### [CONSIGNES]
1. Selon le texte sur la compassion, quel bodhisattva est celui de la sagesse ?
2. Recopiez le passage du texte sur la compassion allant de "Mais ce n’est" jusqu'à "transmettre la pratique de zazen." en renommant "compassion" en "bienveillance".
3. Réécrivez sous forme de liste le paragraphe du texte sur la compassion qui commence par « Mais ce n'est pas rester », en conservant ses faits principaux.

### [TEXTE À ANALYSER]
──────

7. L’esprit de compassion mûrit et s’épanouit
Ceci est fondamental. Sur nos autels nous avons les deux bodhisattvas Kannon, le bodhisattva de la compassion, et Manjusri, le bodhisattva de la sagesse. Sagesse et compassion doivent toujours aller ensemble. Pourquoi ? Parce que la compassion, ce n’est pas la pitié. C’est être capable de se mettre à la place d’autrui, et donc de ressentir ce que cette personne ressent, au plus proche. Evidemment on ne peut jamais être totalement l’autre, mais on peut arriver à être le plus près possible de ce que l’autre peut ressentir. A ce moment-là, la compassion est ce qui va nous permettre d’être en empathie avec l’autre.
Mais ce n’est pas rester au niveau d’un sentiment. Il faut que la compassion nous pousse à agir dans le sens de savoir ce que je peux faire pour aider l’autre, ce que je peux faire pour soulager sa souffrance. Il y a énormément de gens qui sont dans des relations d’aide, mais finalement, la meilleure aide que l’on puisse apporter à quelqu’un c’est de l’aider à être capable de s’aider lui-même ou elle-même. Et finalement, c’est de transmettre la pratique de zazen.
C’est ce que je fais depuis plus de cinquante ans. C’est au fond ce qui est devenu le moteur de mon existence. Je me suis rendu compte que, après avoir été passionné par la politique et tout ce qui pouvait aider à remédier aux injustices et aux souffrances du monde au niveau politique, que finalement pour remédier aux souffrances du monde il faut guérir l’esprit de son égocentrisme et donc, faire une révolution spirituelle. C’est ce qui m’a amené à la pratique de zazen.

──────

### [DONNÉES D'ENTRÉE]
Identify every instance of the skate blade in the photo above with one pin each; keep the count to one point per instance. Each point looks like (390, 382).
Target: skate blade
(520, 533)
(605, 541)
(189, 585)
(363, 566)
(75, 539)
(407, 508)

──────

### [RÉPONSES]
1. Manjusri.

2.
Mais ce n’est pas rester au niveau d’un sentiment. Il faut que la bienveillance nous pousse à agir dans le sens de savoir ce que je peux faire pour aider l’autre, ce que je peux faire pour soulager sa souffrance. Il y a énormément de gens qui sont dans des relations d’aide, mais finalement, la meilleure aide que l’on puisse apporter à quelqu’un c’est de l’aider à être capable de s’aider lui-même ou elle-même. Et finalement, c’est de transmettre la pratique de zazen.

3.
- La compassion ne doit pas rester au niveau d'un sentiment.
- Elle doit pousser à agir pour aider l'autre et soulager sa souffrance.
- La meilleure aide consiste à rendre quelqu'un capable de s'aider lui-même ou elle-même.
- Cela revient finalement à transmettre la pratique de zazen.